[Provided material]
— START —
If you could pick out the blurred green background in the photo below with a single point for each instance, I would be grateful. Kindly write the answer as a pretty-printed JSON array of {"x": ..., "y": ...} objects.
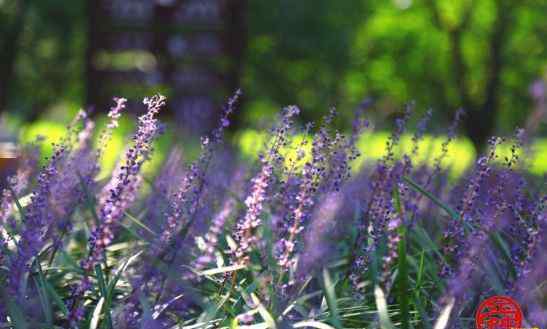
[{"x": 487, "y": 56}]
— END —
— START —
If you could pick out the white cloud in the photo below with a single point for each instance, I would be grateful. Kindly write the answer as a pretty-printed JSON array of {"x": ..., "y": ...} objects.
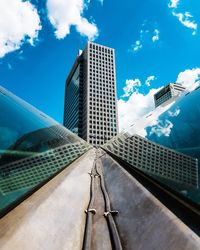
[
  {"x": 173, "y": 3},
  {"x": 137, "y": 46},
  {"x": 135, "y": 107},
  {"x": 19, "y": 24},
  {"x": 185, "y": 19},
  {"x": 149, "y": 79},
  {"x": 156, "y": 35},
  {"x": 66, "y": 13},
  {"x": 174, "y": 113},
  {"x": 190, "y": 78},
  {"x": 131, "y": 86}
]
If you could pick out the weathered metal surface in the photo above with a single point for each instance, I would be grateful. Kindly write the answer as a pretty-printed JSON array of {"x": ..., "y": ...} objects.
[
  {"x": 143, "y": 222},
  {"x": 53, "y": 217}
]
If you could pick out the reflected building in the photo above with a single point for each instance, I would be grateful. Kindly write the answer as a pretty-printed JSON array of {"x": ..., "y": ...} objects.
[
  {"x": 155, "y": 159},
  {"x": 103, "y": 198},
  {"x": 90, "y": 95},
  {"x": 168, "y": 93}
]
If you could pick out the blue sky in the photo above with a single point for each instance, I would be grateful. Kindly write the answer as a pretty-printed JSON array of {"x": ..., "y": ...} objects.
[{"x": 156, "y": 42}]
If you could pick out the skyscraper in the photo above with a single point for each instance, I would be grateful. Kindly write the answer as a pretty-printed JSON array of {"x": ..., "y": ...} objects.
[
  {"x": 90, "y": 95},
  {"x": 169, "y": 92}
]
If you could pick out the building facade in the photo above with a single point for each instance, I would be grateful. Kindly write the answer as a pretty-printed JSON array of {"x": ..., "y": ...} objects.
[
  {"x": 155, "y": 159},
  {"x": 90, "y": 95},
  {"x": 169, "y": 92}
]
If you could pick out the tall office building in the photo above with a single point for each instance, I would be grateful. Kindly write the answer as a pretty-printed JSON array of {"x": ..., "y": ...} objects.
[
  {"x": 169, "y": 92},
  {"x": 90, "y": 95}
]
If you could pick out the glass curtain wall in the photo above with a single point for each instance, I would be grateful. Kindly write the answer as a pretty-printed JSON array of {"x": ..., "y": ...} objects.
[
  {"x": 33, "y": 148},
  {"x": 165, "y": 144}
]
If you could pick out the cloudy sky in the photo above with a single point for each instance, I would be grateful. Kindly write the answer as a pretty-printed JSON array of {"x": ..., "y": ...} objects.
— END —
Write out the material from the line containing "If you could pick out the glass" to the line containing "If you could pick out the cloudy", both lines included, as a JSON list of strings with one string per line and blank lines omitted.

[Answer to this task]
[
  "If you could pick out the glass curtain wall in the photo above with a single point for each instance, I would be grateful. Kindly write the answer as a pretty-printed JSON array of {\"x\": ..., \"y\": ...} objects.",
  "[",
  "  {\"x\": 33, \"y\": 148},",
  "  {\"x\": 165, \"y\": 144}",
  "]",
  "If you could pick out the cloudy sky in the photo above with a single point for each instance, I would be grateful. Kindly write the answer as a pretty-printed JSON array of {\"x\": ..., \"y\": ...} objects."
]